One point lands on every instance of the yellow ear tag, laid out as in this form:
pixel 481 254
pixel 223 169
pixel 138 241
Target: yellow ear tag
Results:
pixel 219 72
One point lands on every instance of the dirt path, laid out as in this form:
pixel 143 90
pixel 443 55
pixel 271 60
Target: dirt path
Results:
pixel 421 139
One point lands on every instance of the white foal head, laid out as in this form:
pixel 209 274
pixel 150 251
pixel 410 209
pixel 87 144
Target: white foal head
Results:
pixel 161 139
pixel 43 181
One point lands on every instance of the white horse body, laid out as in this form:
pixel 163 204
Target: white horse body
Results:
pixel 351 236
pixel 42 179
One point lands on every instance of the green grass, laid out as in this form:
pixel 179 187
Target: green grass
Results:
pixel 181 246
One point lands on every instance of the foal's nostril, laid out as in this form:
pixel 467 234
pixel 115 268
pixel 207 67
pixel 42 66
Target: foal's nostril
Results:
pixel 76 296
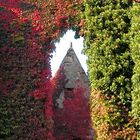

TASK BRIEF
Give back each entry exactly as it appears. Leave pictures out.

RESPONSE
One point lands on every instance of the yellow ear tag, laid out as in this form:
pixel 481 254
pixel 223 169
pixel 138 241
Target: yellow ear tag
Results:
pixel 219 72
One point lands on every instance of the dirt path, laid out as in this form:
pixel 143 90
pixel 443 55
pixel 271 60
Target: dirt path
Results:
pixel 421 139
One point lands on every instance of the white foal head, laid out as in this form:
pixel 209 274
pixel 150 251
pixel 410 209
pixel 87 144
Target: white foal head
Results:
pixel 161 139
pixel 43 181
One point lands on every instance of the white horse body, laid out as in this form:
pixel 163 204
Target: white horse body
Results:
pixel 351 236
pixel 42 179
One point lands on every instance of the green grass, laid out as in this form:
pixel 179 187
Target: green grass
Results:
pixel 181 246
One point lands on every instance of the foal's nostril, laid out as in this form:
pixel 467 234
pixel 115 268
pixel 207 67
pixel 42 66
Target: foal's nostril
Results:
pixel 76 296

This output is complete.